* **GIVEN RECORDS**:
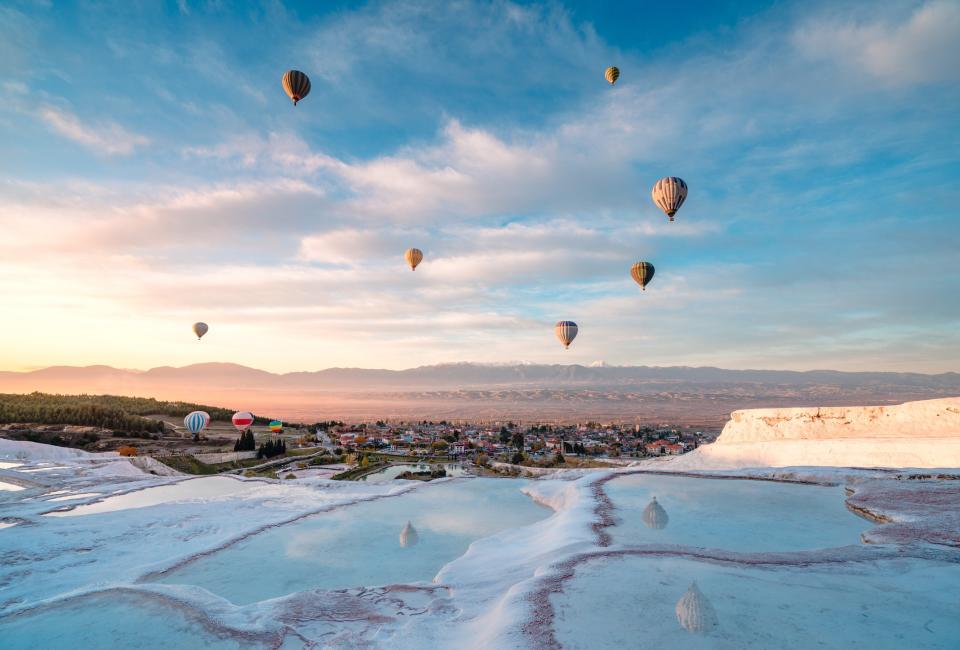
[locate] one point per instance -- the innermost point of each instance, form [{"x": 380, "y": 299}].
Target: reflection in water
[
  {"x": 393, "y": 471},
  {"x": 695, "y": 613},
  {"x": 654, "y": 516},
  {"x": 408, "y": 536}
]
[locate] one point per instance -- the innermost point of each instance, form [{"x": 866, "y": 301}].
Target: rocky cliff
[{"x": 913, "y": 434}]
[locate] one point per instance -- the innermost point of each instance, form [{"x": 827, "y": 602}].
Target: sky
[{"x": 153, "y": 173}]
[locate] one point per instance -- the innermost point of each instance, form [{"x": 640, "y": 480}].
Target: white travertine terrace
[{"x": 913, "y": 434}]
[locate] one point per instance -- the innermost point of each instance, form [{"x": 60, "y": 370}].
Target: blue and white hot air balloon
[{"x": 196, "y": 422}]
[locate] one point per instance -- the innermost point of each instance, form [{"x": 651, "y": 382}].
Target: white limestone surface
[{"x": 922, "y": 434}]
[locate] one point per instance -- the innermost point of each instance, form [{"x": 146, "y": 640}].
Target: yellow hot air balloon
[
  {"x": 413, "y": 256},
  {"x": 296, "y": 84},
  {"x": 669, "y": 193},
  {"x": 200, "y": 329},
  {"x": 642, "y": 273},
  {"x": 566, "y": 331}
]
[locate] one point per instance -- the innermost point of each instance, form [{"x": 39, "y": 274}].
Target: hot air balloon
[
  {"x": 566, "y": 331},
  {"x": 200, "y": 329},
  {"x": 409, "y": 536},
  {"x": 195, "y": 422},
  {"x": 695, "y": 613},
  {"x": 414, "y": 256},
  {"x": 296, "y": 85},
  {"x": 669, "y": 193},
  {"x": 642, "y": 273},
  {"x": 242, "y": 420}
]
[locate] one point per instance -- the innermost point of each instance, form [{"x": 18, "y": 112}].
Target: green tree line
[{"x": 105, "y": 411}]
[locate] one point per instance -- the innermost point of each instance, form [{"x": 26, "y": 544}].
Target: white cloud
[
  {"x": 921, "y": 48},
  {"x": 107, "y": 137}
]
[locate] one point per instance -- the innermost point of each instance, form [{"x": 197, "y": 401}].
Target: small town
[{"x": 538, "y": 444}]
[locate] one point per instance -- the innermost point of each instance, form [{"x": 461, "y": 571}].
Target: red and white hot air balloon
[{"x": 242, "y": 420}]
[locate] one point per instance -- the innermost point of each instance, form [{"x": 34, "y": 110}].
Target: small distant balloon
[
  {"x": 200, "y": 329},
  {"x": 413, "y": 256},
  {"x": 296, "y": 84},
  {"x": 642, "y": 273},
  {"x": 242, "y": 420},
  {"x": 566, "y": 331},
  {"x": 669, "y": 193}
]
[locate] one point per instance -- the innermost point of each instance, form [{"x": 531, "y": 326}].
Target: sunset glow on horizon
[{"x": 154, "y": 174}]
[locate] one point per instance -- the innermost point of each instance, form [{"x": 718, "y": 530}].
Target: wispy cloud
[
  {"x": 104, "y": 137},
  {"x": 923, "y": 47}
]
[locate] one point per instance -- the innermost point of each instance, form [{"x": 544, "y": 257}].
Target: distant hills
[{"x": 466, "y": 390}]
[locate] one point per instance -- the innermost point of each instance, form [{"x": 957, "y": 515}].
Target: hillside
[{"x": 700, "y": 396}]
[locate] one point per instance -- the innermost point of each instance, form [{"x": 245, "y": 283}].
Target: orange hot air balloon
[{"x": 413, "y": 256}]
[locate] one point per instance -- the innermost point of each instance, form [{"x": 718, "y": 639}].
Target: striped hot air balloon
[
  {"x": 200, "y": 329},
  {"x": 242, "y": 420},
  {"x": 669, "y": 193},
  {"x": 642, "y": 273},
  {"x": 296, "y": 85},
  {"x": 413, "y": 256},
  {"x": 196, "y": 421},
  {"x": 566, "y": 331}
]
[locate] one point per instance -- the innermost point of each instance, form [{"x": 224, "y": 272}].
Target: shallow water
[
  {"x": 359, "y": 545},
  {"x": 739, "y": 515},
  {"x": 392, "y": 472},
  {"x": 623, "y": 602},
  {"x": 208, "y": 487},
  {"x": 121, "y": 622}
]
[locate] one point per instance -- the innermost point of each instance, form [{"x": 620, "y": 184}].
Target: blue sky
[{"x": 153, "y": 173}]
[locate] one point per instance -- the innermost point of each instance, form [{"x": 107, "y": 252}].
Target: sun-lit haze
[{"x": 153, "y": 174}]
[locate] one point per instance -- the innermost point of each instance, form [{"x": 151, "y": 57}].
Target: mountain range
[{"x": 701, "y": 396}]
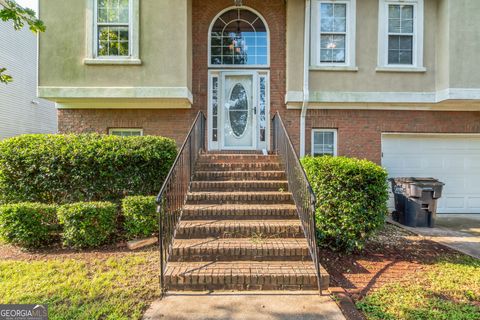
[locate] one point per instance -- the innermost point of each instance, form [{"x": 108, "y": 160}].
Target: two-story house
[{"x": 393, "y": 81}]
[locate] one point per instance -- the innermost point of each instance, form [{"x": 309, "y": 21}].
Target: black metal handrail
[
  {"x": 298, "y": 184},
  {"x": 173, "y": 193}
]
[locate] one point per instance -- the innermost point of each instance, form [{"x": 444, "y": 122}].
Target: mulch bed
[{"x": 394, "y": 255}]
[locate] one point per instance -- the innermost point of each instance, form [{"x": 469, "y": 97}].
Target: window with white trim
[
  {"x": 324, "y": 142},
  {"x": 125, "y": 132},
  {"x": 113, "y": 28},
  {"x": 333, "y": 33},
  {"x": 113, "y": 32},
  {"x": 401, "y": 33}
]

* **WHAT TO DO**: Would you repeat the complete listing exactly, excluding each picture it holds?

* **RESPONSE BOX**:
[locate] one point per instance -- the innermost point of each instance, form [{"x": 380, "y": 299}].
Target: reflection in water
[
  {"x": 393, "y": 471},
  {"x": 695, "y": 613},
  {"x": 654, "y": 516},
  {"x": 408, "y": 536}
]
[locate] one point per instance -- the innermost point of each instance, form [{"x": 866, "y": 301}].
Target: rocky cliff
[{"x": 913, "y": 434}]
[locate] one point per instance -- the innermost point of each instance, form [{"x": 827, "y": 602}].
Target: sky
[{"x": 153, "y": 173}]
[locate] one point per instance -- the innermost point of each instance, form [{"x": 640, "y": 480}].
Target: white travertine terrace
[{"x": 913, "y": 434}]
[locate] one point per instance -- the innermost point of each instance, form [{"x": 60, "y": 370}].
Target: blue and white hot air balloon
[{"x": 196, "y": 422}]
[locate] one point per instance -- the innermost point of each instance, form [{"x": 651, "y": 382}].
Target: white limestone surface
[{"x": 922, "y": 434}]
[locate] one point per instance -- the innermost point of each instance, form [{"x": 146, "y": 640}].
Target: yellow hot air balloon
[
  {"x": 413, "y": 256},
  {"x": 296, "y": 84},
  {"x": 669, "y": 193},
  {"x": 200, "y": 329},
  {"x": 642, "y": 273},
  {"x": 566, "y": 331}
]
[locate] one point per instance -- the innermost point of each instance, form [{"x": 39, "y": 274}].
Target: hot air balloon
[
  {"x": 566, "y": 331},
  {"x": 200, "y": 329},
  {"x": 409, "y": 536},
  {"x": 195, "y": 422},
  {"x": 695, "y": 613},
  {"x": 414, "y": 256},
  {"x": 296, "y": 85},
  {"x": 669, "y": 193},
  {"x": 642, "y": 273},
  {"x": 242, "y": 420}
]
[locate] one point per instance -- the innermost point of each instance, form [{"x": 18, "y": 112}].
Target: green tree line
[{"x": 105, "y": 411}]
[locate] one point per instance -- the innermost point of each instance, form [{"x": 26, "y": 544}].
Target: white cloud
[
  {"x": 921, "y": 48},
  {"x": 107, "y": 137}
]
[locate] one point per instance -- the innermost point of each instance, form [{"x": 197, "y": 401}].
Target: small town
[{"x": 538, "y": 444}]
[locate] one point per instance -- the innermost point of each instance, form [{"x": 461, "y": 571}].
Target: red and white hot air balloon
[{"x": 242, "y": 420}]
[locate] one point per instance -- the innermost point of each instance, form [{"x": 34, "y": 110}].
Target: small distant balloon
[
  {"x": 200, "y": 329},
  {"x": 413, "y": 256},
  {"x": 296, "y": 84},
  {"x": 642, "y": 273},
  {"x": 242, "y": 420},
  {"x": 566, "y": 331},
  {"x": 669, "y": 193}
]
[locate] one point per instance -- the innermost point of each instance, form [{"x": 531, "y": 326}].
Target: sunset glow on horizon
[{"x": 154, "y": 174}]
[locate] one point per instance -- the innermost point of each instance, form [{"x": 718, "y": 530}].
Target: wispy cloud
[
  {"x": 104, "y": 137},
  {"x": 923, "y": 47}
]
[locate] one point per instance -- the innermost point of each instance, form [{"x": 544, "y": 257}].
Target: distant hills
[{"x": 466, "y": 390}]
[locate] one point per instance -- the innermost point of each instance, form [{"x": 957, "y": 515}].
Target: hillside
[{"x": 700, "y": 396}]
[locate] one point per instance -- the innermost point of each instance, form [{"x": 245, "y": 283}].
Target: orange hot air balloon
[{"x": 413, "y": 256}]
[locate] one point per instance -- the innermost point of each instance, form [{"x": 718, "y": 639}].
Target: striped hot air balloon
[
  {"x": 200, "y": 329},
  {"x": 242, "y": 420},
  {"x": 669, "y": 193},
  {"x": 642, "y": 273},
  {"x": 296, "y": 85},
  {"x": 413, "y": 256},
  {"x": 196, "y": 421},
  {"x": 566, "y": 331}
]
[locate] one point per instance -- the innermost point of each instance, form [{"x": 224, "y": 272}].
Target: shallow water
[
  {"x": 359, "y": 545},
  {"x": 739, "y": 515},
  {"x": 392, "y": 472},
  {"x": 623, "y": 602},
  {"x": 208, "y": 487},
  {"x": 121, "y": 622}
]
[locate] one point per instance -- the innermost point of each instance, form [{"x": 620, "y": 184}].
Target: blue sky
[{"x": 153, "y": 173}]
[locate] one point per instance -- the innermost point of each instance, form [{"x": 107, "y": 252}].
Target: sun-lit haze
[{"x": 153, "y": 174}]
[locate] one point per instance -- the innermost point of each instance, form [{"x": 151, "y": 57}].
Target: mountain range
[{"x": 701, "y": 396}]
[locate] one point per instance -- the innermost point of each instance, form [{"x": 108, "y": 160}].
Target: two-story house
[{"x": 393, "y": 81}]
[locate] one point per instance -- the innermost point of each instance, form [{"x": 309, "y": 21}].
Target: black metal handrail
[
  {"x": 298, "y": 184},
  {"x": 173, "y": 193}
]
[locate] one point per instance -- the innermost point of each instance, form [{"x": 444, "y": 122}].
Target: mulch bed
[{"x": 394, "y": 255}]
[locate] one point per instance -- the innermost point of each instance, form [{"x": 469, "y": 97}].
Target: window with white trim
[
  {"x": 324, "y": 142},
  {"x": 125, "y": 132},
  {"x": 113, "y": 28},
  {"x": 333, "y": 33},
  {"x": 113, "y": 32},
  {"x": 401, "y": 33}
]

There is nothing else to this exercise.